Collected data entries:
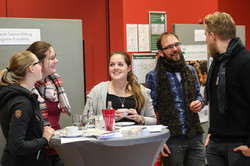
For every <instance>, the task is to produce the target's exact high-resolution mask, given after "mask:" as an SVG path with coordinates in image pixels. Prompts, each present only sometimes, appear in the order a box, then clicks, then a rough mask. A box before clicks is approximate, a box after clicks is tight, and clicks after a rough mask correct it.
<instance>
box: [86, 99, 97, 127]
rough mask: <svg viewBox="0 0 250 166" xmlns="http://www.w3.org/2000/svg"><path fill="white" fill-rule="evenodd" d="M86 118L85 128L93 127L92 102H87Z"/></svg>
mask: <svg viewBox="0 0 250 166" xmlns="http://www.w3.org/2000/svg"><path fill="white" fill-rule="evenodd" d="M87 119H88V123H87V128H95V113H94V107H93V104H92V102H89V110H88V114H87Z"/></svg>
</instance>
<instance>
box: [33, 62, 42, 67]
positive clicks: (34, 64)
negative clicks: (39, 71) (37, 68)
mask: <svg viewBox="0 0 250 166" xmlns="http://www.w3.org/2000/svg"><path fill="white" fill-rule="evenodd" d="M37 64H40V65H41V62H40V61H38V62H35V63H33V65H32V66H35V65H37Z"/></svg>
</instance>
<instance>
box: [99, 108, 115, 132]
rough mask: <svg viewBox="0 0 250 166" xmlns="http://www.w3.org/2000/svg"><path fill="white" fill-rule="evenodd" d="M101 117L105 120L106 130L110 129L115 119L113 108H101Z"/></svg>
mask: <svg viewBox="0 0 250 166" xmlns="http://www.w3.org/2000/svg"><path fill="white" fill-rule="evenodd" d="M102 114H103V119H104V122H105V126H106V130H107V131H112V130H113V125H114V121H115V120H114V119H115V109H103V110H102Z"/></svg>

### WHAT TO WORK ON
The reply should hold the lines from the top of the records through the line containing "positive clicks: (34, 64)", reproduced exactly, and no pictures.

### SOLUTION
For every <instance>, the task is to produce the target's exact high-resolution mask, given after "mask:" as an SVG path with coordinates in image pixels. Prompts, each present only sometimes, appear in the order a box, then clicks, then a rough mask. A box before clicks is approximate, a box after clicks is tight, and clicks after a rough mask correct it.
<instance>
box: [86, 99, 97, 127]
rough mask: <svg viewBox="0 0 250 166" xmlns="http://www.w3.org/2000/svg"><path fill="white" fill-rule="evenodd" d="M86 118L85 128L93 127L92 102H87Z"/></svg>
mask: <svg viewBox="0 0 250 166" xmlns="http://www.w3.org/2000/svg"><path fill="white" fill-rule="evenodd" d="M87 119H88V123H87V128H95V113H94V107H93V104H92V102H89V110H88V114H87Z"/></svg>
</instance>
<instance>
box: [33, 62, 42, 67]
positive clicks: (34, 64)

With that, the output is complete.